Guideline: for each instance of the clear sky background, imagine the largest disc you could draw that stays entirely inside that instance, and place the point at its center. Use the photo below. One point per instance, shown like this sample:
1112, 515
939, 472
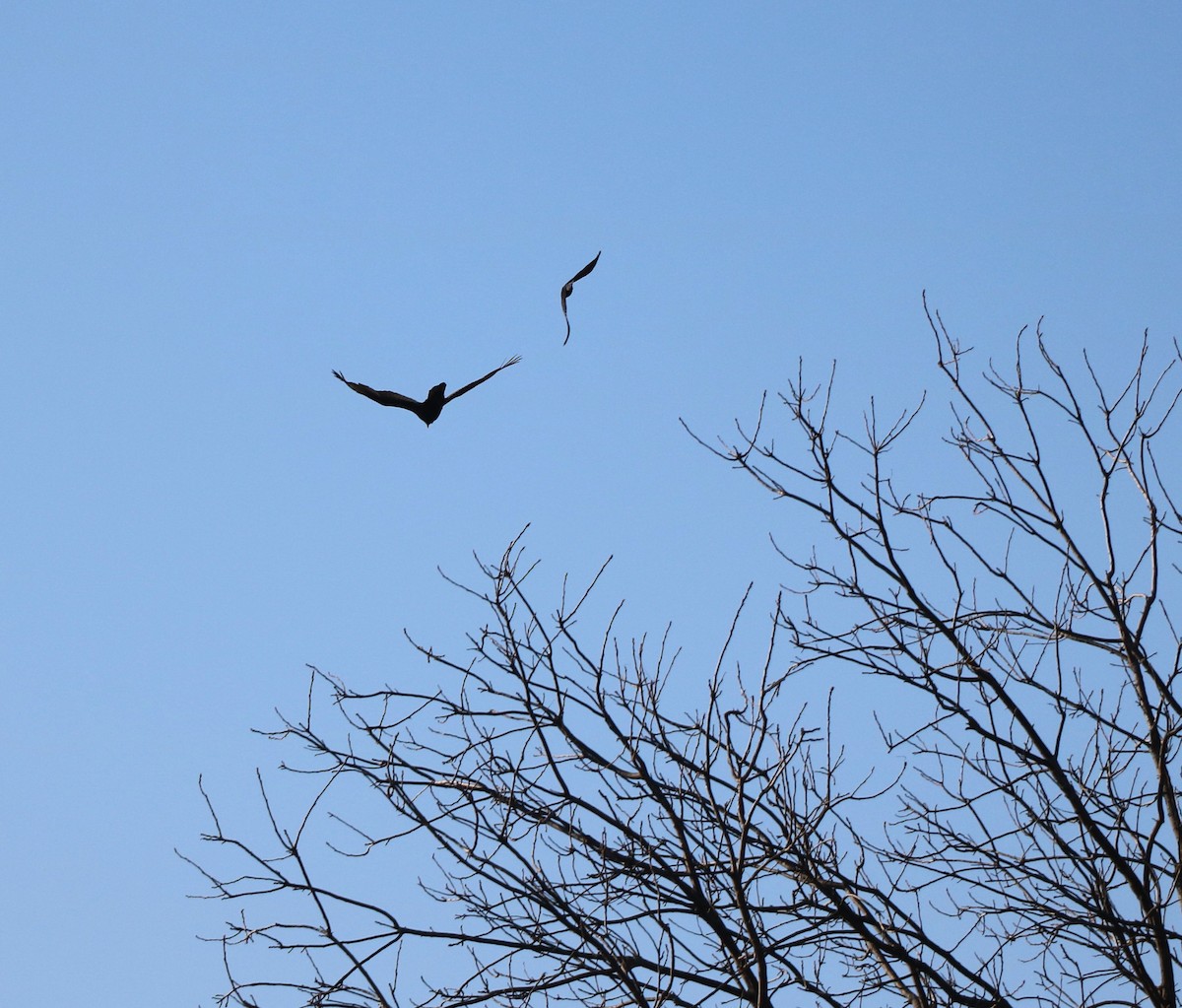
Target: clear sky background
207, 207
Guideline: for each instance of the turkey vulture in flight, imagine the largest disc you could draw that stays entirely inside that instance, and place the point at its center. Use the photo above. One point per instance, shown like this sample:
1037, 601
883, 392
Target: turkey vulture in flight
429, 410
568, 289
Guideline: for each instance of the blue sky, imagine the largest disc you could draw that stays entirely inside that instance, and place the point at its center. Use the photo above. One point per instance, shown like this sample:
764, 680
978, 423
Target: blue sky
206, 208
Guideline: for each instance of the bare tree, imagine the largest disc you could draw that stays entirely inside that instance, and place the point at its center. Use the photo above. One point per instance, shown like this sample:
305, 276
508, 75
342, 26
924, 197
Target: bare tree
1018, 846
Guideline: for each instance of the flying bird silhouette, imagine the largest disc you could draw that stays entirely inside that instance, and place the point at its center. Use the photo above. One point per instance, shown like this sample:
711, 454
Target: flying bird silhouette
568, 289
429, 410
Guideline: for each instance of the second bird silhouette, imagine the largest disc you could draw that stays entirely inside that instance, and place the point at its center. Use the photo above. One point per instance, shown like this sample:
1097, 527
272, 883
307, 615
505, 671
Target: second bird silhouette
568, 289
428, 411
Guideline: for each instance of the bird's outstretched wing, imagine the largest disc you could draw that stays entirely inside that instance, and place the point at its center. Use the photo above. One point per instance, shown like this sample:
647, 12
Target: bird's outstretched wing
568, 289
381, 395
472, 384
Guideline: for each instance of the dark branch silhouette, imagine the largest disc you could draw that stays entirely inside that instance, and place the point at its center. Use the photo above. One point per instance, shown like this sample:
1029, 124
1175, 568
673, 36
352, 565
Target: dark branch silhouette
429, 410
568, 289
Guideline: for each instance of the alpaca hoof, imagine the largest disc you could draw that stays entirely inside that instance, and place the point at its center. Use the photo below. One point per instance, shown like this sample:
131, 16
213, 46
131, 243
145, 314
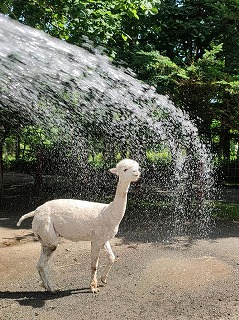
= = = = =
AIM OF THE TASK: Every line of the data above is to be repeated exactly; the images are to be left out.

RESPONSE TO THIS EXERCISE:
Guideline: for each instance of the clear sky background, imagine the largest disc you could draw that stays entirely inside that instance, and place the point at its center. Use the photo below. One point per instance, shown like this sample:
1112, 515
939, 472
Target: clear sky background
207, 207
Guideline: for each instance of the turkey vulture in flight, imagine the largest disc you could draw that stays entirely inside that instance, and place the point at its center. Use the photo above. One point per instance, shown like this sample:
1037, 601
883, 392
Target: turkey vulture in flight
429, 410
568, 289
Guideline: for each instance of the blue sky, imagine the largest disc you could draw that stays entirely inside that instance, and place the point at its center. Use the photo above. One point per instance, shown like this sample:
764, 680
978, 423
Target: blue sky
206, 208
Guideline: for each instance of the bare tree, imagine the largest disc you could draw that stays entirely inside that instance, and place the point at its center. Use the photo above. One point per instance, shown like this sample:
305, 276
508, 75
342, 26
924, 197
Target: bare tree
1018, 846
Guideline: for each instance of the flying bird silhouette, imagine the largest disc you could draw that stays entirely inside that instance, and place the point at its center. Use the photo above. One point per instance, shown like this sample:
711, 454
Target: flying bird silhouette
568, 289
429, 410
Guideline: for each instance of the second bird silhouette, imagine the largest disc you could draw that stays entirely inside that instance, and place the point at its center. Use the photo above. One point per instance, shown like this sample:
1097, 527
272, 883
307, 615
505, 671
Target: second bird silhouette
568, 289
428, 411
Guideline: for each instance of the bird's outstretched wing, imagine the largest disc you could draw that stays entirely inside that instance, and place the point at its center. Use the photo above. One point per instance, shown like this sample:
647, 12
Target: bird's outstretched wing
568, 289
381, 395
472, 384
Guideline: for each instance of the dark branch silhouette, imagine the largest disc you could draw that stays entirely inside that instance, and place the point at its center. Use the photo above. One point per instance, shown like this sample:
1029, 124
1175, 568
673, 36
352, 565
Target: dark branch silhouette
429, 410
568, 289
Guideline: for each instance of the alpaca hoof, imagine the largest disc you could draw that stays entirely inside that instance, and place the point at its center. Use the photo below. One point per instance, shown like this sample:
131, 16
213, 46
131, 243
145, 314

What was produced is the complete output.